━━━ Supplied material ━━━

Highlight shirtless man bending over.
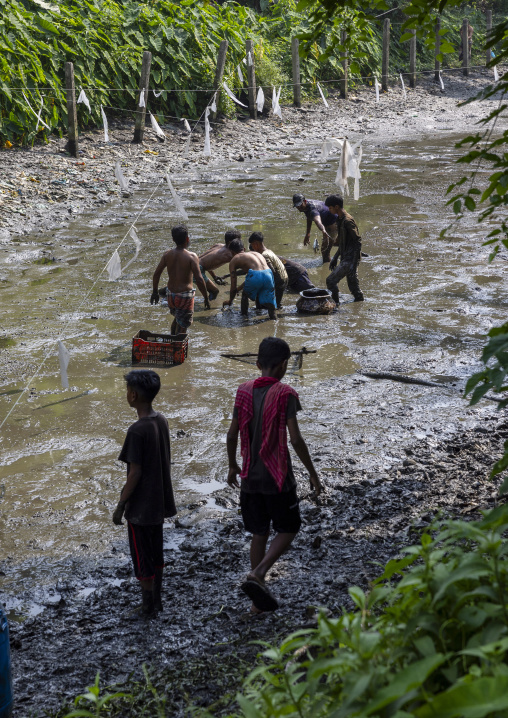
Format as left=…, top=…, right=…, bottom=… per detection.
left=150, top=226, right=210, bottom=334
left=222, top=239, right=276, bottom=319
left=199, top=229, right=242, bottom=302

━━━

**Do this:** Convert all of the data above into a two-column CSV with the headers instruction and output, pairing each text with its answer in a single row, with every value enclosed in quotation marks and line breaks replaced by spaces. Leave out the pictures.

**Result for this exercise:**
instruction,output
"Highlight shirtless man bending over. Format as left=…, top=…, right=…, bottom=… per detection.","left=150, top=226, right=210, bottom=334 left=222, top=239, right=276, bottom=319 left=199, top=229, right=242, bottom=302"